--- WHAT YOU HAVE TO DO ---
Return exactly the run of lines that begins at the line containing "Target: white soccer ball" and ends at the last line of the material below; pictures stay out.

--- PROVIDED RECORDS ---

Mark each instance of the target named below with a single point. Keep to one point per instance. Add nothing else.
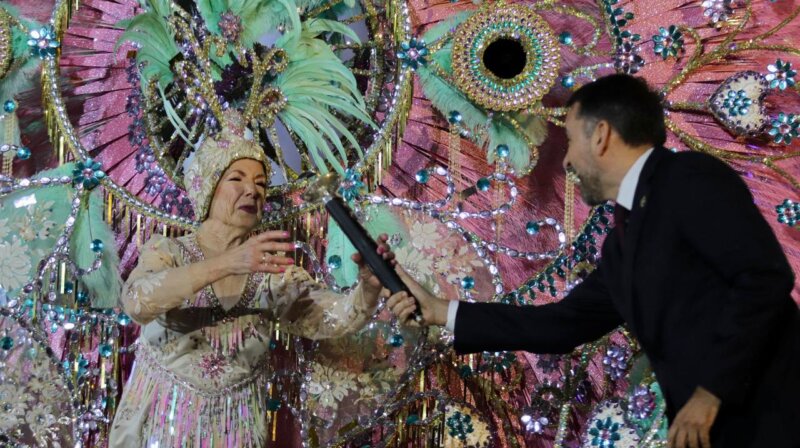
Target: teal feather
(446, 98)
(502, 132)
(23, 77)
(53, 206)
(157, 39)
(315, 84)
(442, 28)
(105, 284)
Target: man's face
(580, 157)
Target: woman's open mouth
(249, 209)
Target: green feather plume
(157, 39)
(316, 84)
(47, 217)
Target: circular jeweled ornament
(23, 153)
(396, 340)
(334, 262)
(505, 58)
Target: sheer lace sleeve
(155, 286)
(306, 308)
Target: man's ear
(601, 138)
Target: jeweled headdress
(214, 156)
(200, 61)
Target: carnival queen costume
(202, 372)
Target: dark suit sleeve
(717, 216)
(584, 315)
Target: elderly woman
(208, 303)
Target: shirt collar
(627, 189)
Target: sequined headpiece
(214, 156)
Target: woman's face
(239, 198)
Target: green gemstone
(396, 340)
(334, 262)
(6, 343)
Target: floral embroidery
(213, 365)
(330, 385)
(424, 235)
(149, 283)
(36, 223)
(416, 262)
(14, 264)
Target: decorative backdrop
(458, 158)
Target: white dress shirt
(627, 191)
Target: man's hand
(434, 309)
(692, 425)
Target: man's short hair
(627, 104)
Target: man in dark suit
(692, 269)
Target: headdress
(194, 67)
(214, 155)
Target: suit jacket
(699, 279)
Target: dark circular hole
(505, 58)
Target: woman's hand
(371, 283)
(258, 254)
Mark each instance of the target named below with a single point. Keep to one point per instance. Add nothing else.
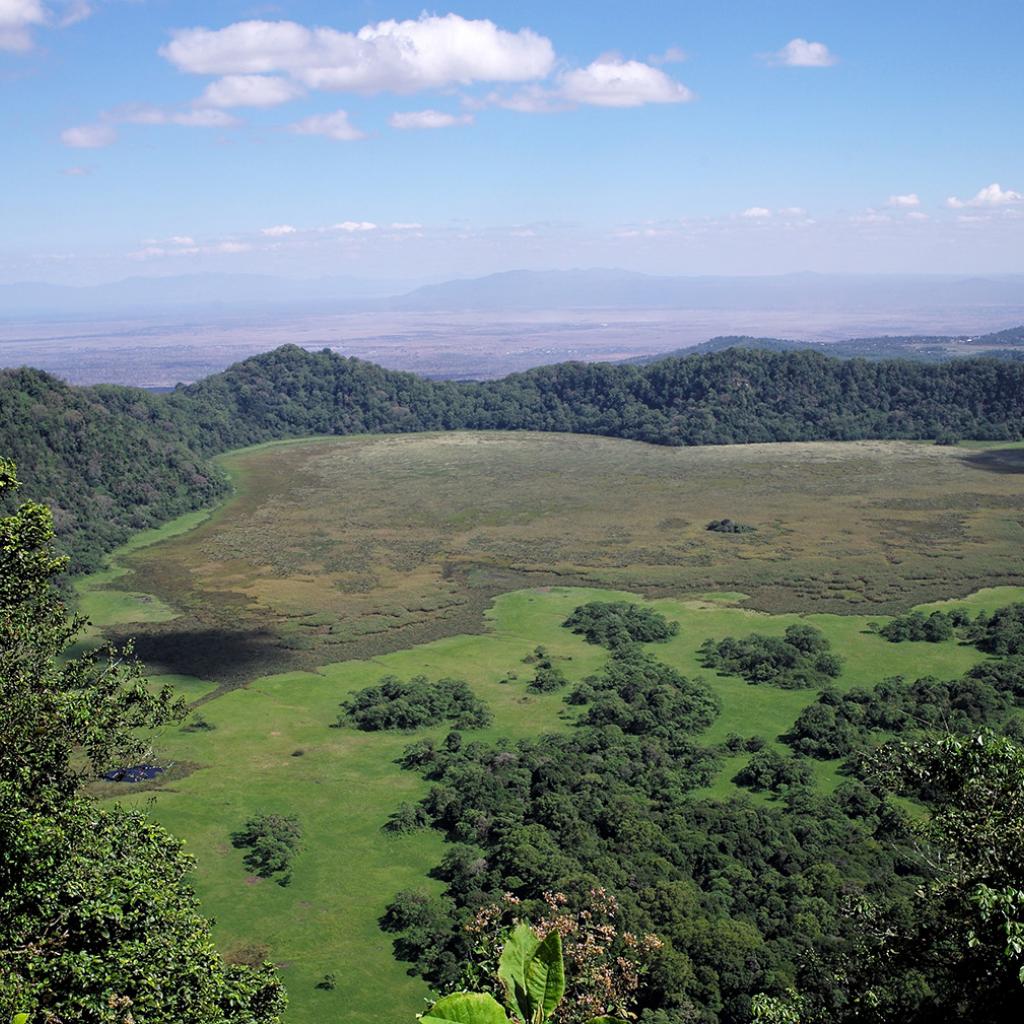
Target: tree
(97, 921)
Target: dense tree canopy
(97, 920)
(113, 459)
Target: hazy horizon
(309, 139)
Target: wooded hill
(111, 460)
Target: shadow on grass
(228, 657)
(997, 460)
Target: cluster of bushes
(837, 725)
(612, 624)
(935, 628)
(799, 659)
(769, 770)
(729, 526)
(269, 841)
(643, 696)
(547, 677)
(396, 705)
(1000, 633)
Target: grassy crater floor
(342, 560)
(348, 548)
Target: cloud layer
(802, 53)
(19, 17)
(390, 56)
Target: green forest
(111, 460)
(595, 867)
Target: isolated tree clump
(612, 624)
(799, 659)
(935, 628)
(97, 920)
(729, 526)
(270, 842)
(396, 705)
(1003, 632)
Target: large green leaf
(519, 949)
(466, 1008)
(546, 977)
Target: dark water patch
(136, 773)
(227, 656)
(997, 460)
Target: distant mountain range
(523, 290)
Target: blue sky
(377, 139)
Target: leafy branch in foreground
(97, 920)
(530, 975)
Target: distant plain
(155, 350)
(339, 560)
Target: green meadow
(454, 558)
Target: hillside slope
(112, 460)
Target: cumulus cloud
(92, 136)
(19, 17)
(802, 53)
(250, 90)
(611, 82)
(672, 55)
(389, 56)
(336, 126)
(104, 131)
(991, 195)
(428, 119)
(870, 217)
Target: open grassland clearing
(270, 749)
(341, 548)
(339, 561)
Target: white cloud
(336, 126)
(672, 55)
(395, 56)
(250, 90)
(104, 131)
(991, 195)
(801, 53)
(18, 17)
(870, 217)
(611, 82)
(428, 119)
(92, 136)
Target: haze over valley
(511, 514)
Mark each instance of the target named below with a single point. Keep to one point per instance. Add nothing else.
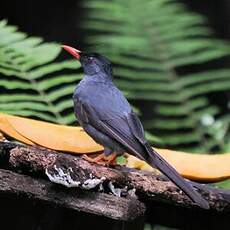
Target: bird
(105, 115)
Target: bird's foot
(102, 159)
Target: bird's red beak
(72, 51)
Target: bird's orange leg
(102, 159)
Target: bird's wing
(116, 128)
(127, 130)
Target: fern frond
(149, 41)
(31, 82)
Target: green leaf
(34, 84)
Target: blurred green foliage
(31, 83)
(153, 44)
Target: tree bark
(74, 171)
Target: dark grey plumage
(105, 114)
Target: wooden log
(74, 171)
(100, 204)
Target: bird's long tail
(155, 160)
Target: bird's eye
(90, 59)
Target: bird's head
(92, 63)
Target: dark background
(60, 20)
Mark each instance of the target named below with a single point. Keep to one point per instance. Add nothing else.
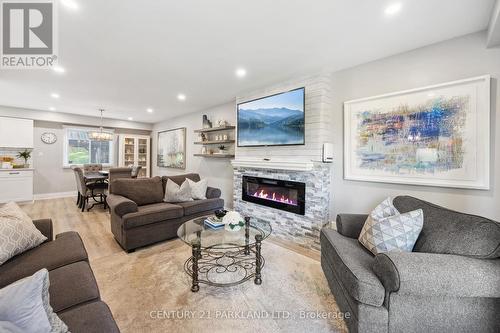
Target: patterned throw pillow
(198, 189)
(17, 232)
(176, 193)
(387, 230)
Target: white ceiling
(127, 56)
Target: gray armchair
(450, 283)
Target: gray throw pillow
(386, 230)
(176, 193)
(17, 232)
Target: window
(79, 149)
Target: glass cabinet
(135, 150)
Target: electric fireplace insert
(281, 194)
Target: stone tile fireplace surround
(302, 230)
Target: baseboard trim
(55, 195)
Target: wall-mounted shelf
(214, 142)
(215, 155)
(215, 129)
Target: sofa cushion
(352, 263)
(198, 206)
(151, 214)
(143, 191)
(71, 285)
(450, 232)
(92, 317)
(179, 179)
(66, 249)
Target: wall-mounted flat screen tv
(276, 120)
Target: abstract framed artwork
(171, 148)
(435, 136)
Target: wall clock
(49, 138)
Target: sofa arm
(431, 274)
(213, 193)
(350, 225)
(45, 227)
(121, 205)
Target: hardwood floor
(93, 227)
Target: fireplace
(281, 194)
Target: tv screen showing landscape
(275, 120)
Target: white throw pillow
(198, 189)
(21, 304)
(387, 230)
(176, 193)
(17, 232)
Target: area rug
(148, 291)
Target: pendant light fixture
(100, 135)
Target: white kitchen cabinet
(16, 185)
(135, 150)
(16, 133)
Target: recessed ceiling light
(241, 72)
(71, 4)
(58, 69)
(393, 9)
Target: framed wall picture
(171, 148)
(435, 136)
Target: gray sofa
(74, 294)
(450, 283)
(139, 216)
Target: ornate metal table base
(238, 264)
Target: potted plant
(26, 155)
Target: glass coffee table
(223, 257)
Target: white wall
(219, 172)
(455, 59)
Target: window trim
(66, 165)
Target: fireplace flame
(273, 197)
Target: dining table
(97, 180)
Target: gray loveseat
(74, 294)
(139, 216)
(450, 283)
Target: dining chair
(136, 170)
(92, 167)
(89, 190)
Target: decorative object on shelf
(233, 221)
(434, 136)
(48, 138)
(26, 155)
(172, 148)
(100, 134)
(206, 123)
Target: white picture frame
(435, 159)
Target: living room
(250, 166)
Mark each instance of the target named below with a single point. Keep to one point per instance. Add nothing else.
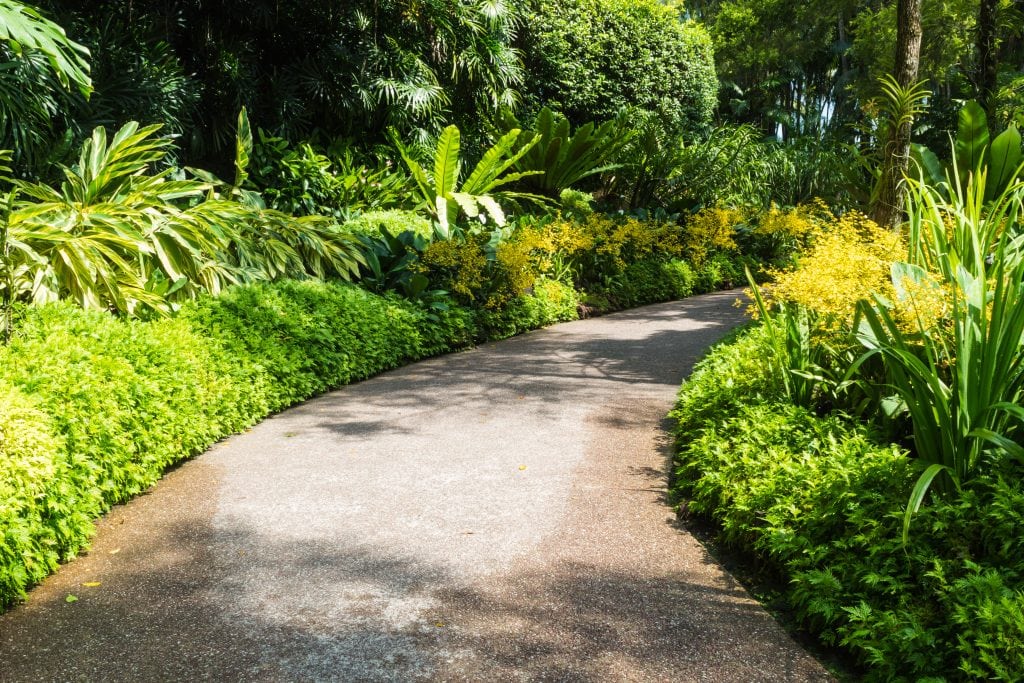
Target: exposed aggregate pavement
(492, 515)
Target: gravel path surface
(494, 515)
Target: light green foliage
(649, 281)
(25, 31)
(563, 159)
(591, 58)
(27, 439)
(119, 235)
(93, 409)
(962, 386)
(304, 180)
(819, 503)
(549, 301)
(973, 151)
(445, 195)
(373, 223)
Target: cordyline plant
(962, 385)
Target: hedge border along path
(480, 516)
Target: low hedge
(817, 502)
(93, 409)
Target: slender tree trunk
(987, 77)
(889, 205)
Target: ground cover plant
(864, 440)
(418, 177)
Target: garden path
(492, 515)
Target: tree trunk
(888, 209)
(987, 52)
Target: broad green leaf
(1004, 162)
(446, 161)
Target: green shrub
(93, 409)
(651, 281)
(819, 502)
(395, 221)
(592, 58)
(27, 439)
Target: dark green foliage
(654, 280)
(591, 58)
(389, 259)
(304, 180)
(550, 301)
(565, 159)
(820, 503)
(93, 409)
(342, 69)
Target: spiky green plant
(563, 158)
(962, 385)
(445, 195)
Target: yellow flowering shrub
(849, 260)
(552, 245)
(711, 230)
(457, 266)
(800, 224)
(513, 273)
(597, 245)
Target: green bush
(549, 302)
(592, 58)
(27, 438)
(651, 281)
(93, 409)
(819, 502)
(395, 221)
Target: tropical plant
(388, 262)
(960, 377)
(563, 159)
(101, 238)
(973, 150)
(479, 194)
(592, 58)
(116, 235)
(730, 165)
(26, 31)
(305, 180)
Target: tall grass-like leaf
(963, 387)
(443, 197)
(972, 136)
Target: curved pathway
(494, 515)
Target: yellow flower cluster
(800, 224)
(553, 243)
(631, 240)
(457, 265)
(923, 306)
(849, 261)
(516, 272)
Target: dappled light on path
(497, 514)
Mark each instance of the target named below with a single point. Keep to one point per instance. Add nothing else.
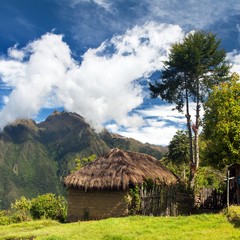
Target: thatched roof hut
(99, 189)
(120, 170)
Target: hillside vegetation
(138, 227)
(35, 157)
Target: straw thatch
(119, 170)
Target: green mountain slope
(35, 157)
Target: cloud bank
(101, 88)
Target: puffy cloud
(161, 124)
(234, 58)
(101, 88)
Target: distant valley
(34, 157)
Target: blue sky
(95, 57)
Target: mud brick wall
(95, 204)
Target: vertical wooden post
(228, 173)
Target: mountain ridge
(34, 157)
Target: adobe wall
(95, 205)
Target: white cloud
(234, 58)
(160, 125)
(100, 88)
(156, 133)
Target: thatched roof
(119, 170)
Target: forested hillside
(35, 157)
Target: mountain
(34, 157)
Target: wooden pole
(228, 173)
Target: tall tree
(221, 123)
(178, 148)
(177, 156)
(194, 66)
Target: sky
(96, 57)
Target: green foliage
(221, 124)
(5, 218)
(22, 209)
(195, 227)
(210, 178)
(177, 158)
(49, 206)
(178, 148)
(79, 163)
(195, 65)
(233, 214)
(134, 201)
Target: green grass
(205, 226)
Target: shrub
(233, 214)
(5, 219)
(22, 209)
(49, 206)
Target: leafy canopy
(195, 65)
(221, 123)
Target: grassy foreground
(206, 226)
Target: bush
(5, 219)
(22, 210)
(233, 214)
(49, 206)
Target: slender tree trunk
(196, 135)
(192, 162)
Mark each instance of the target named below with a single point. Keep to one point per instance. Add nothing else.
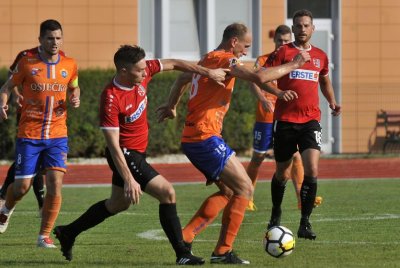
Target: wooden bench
(390, 120)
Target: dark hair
(282, 29)
(49, 25)
(234, 30)
(128, 55)
(302, 13)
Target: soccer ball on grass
(279, 241)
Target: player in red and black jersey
(296, 126)
(123, 120)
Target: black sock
(96, 214)
(172, 227)
(9, 179)
(308, 193)
(277, 191)
(38, 188)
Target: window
(319, 8)
(189, 28)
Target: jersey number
(318, 137)
(195, 85)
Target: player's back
(208, 101)
(44, 87)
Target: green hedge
(86, 139)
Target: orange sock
(51, 208)
(252, 171)
(208, 211)
(231, 221)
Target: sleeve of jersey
(18, 73)
(16, 60)
(325, 68)
(276, 58)
(109, 111)
(154, 66)
(73, 83)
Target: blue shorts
(46, 154)
(209, 156)
(262, 140)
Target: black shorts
(292, 137)
(141, 171)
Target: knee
(116, 206)
(168, 195)
(248, 188)
(21, 190)
(257, 158)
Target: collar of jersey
(299, 48)
(120, 86)
(50, 63)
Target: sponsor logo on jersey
(141, 90)
(35, 71)
(136, 114)
(64, 73)
(55, 87)
(301, 74)
(317, 63)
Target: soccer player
(296, 126)
(262, 133)
(123, 120)
(38, 180)
(42, 138)
(202, 142)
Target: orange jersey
(44, 87)
(262, 115)
(208, 101)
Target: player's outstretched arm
(131, 187)
(5, 92)
(168, 109)
(218, 75)
(273, 73)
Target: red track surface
(185, 172)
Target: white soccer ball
(279, 241)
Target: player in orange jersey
(38, 180)
(123, 120)
(45, 79)
(262, 139)
(203, 144)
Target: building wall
(93, 29)
(370, 55)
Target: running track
(185, 172)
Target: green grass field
(358, 225)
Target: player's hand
(218, 75)
(287, 95)
(302, 58)
(165, 112)
(74, 100)
(132, 191)
(267, 105)
(19, 99)
(3, 112)
(336, 109)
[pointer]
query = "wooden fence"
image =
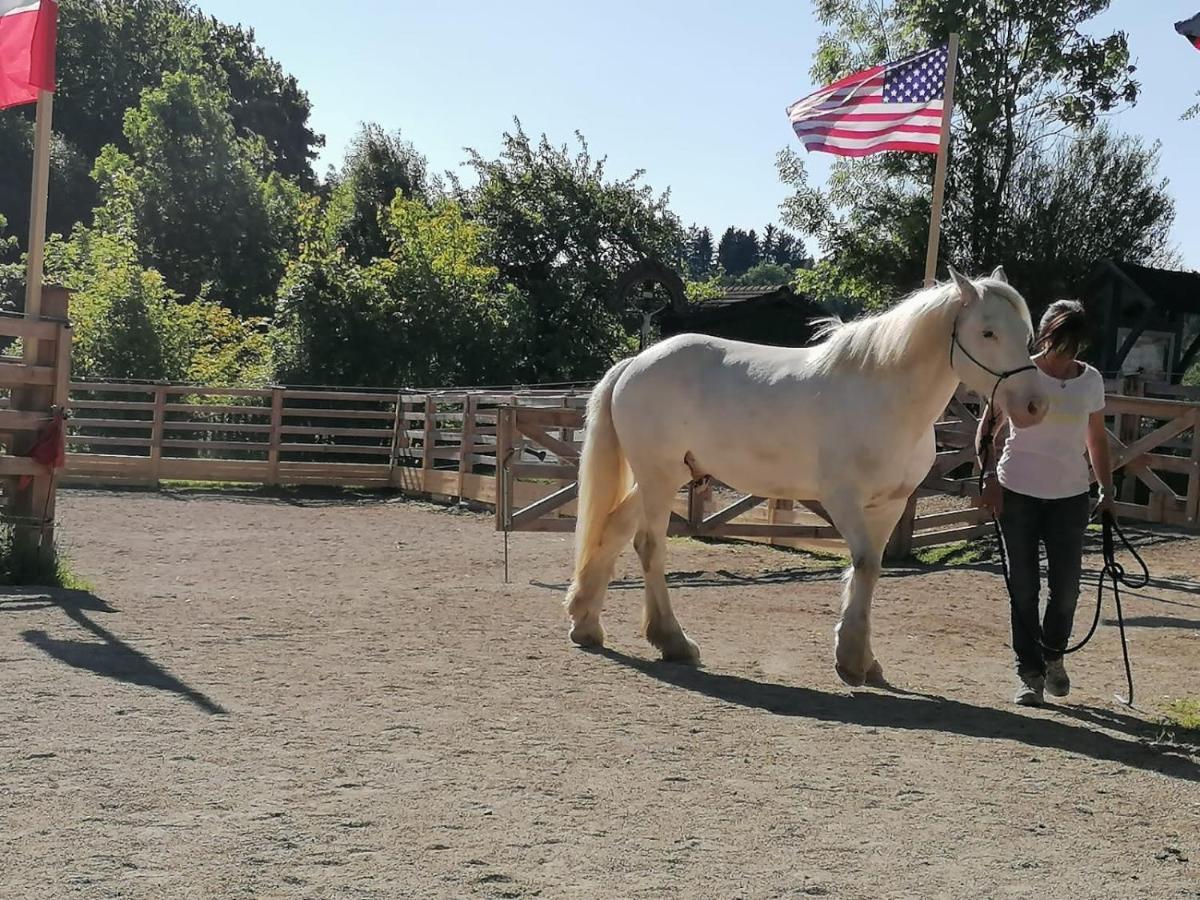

--- RESULT FOR THIS TASK ---
Target: white soccer ball
(279, 241)
Target: player in orange jersey
(38, 180)
(123, 120)
(45, 79)
(262, 139)
(203, 144)
Target: building wall
(93, 29)
(370, 55)
Target: running track
(185, 172)
Target: green grass field
(358, 225)
Target: player's hand
(218, 75)
(287, 95)
(302, 58)
(165, 112)
(74, 100)
(132, 191)
(267, 105)
(19, 99)
(3, 112)
(336, 109)
[pointer]
query = "wooden fence"
image =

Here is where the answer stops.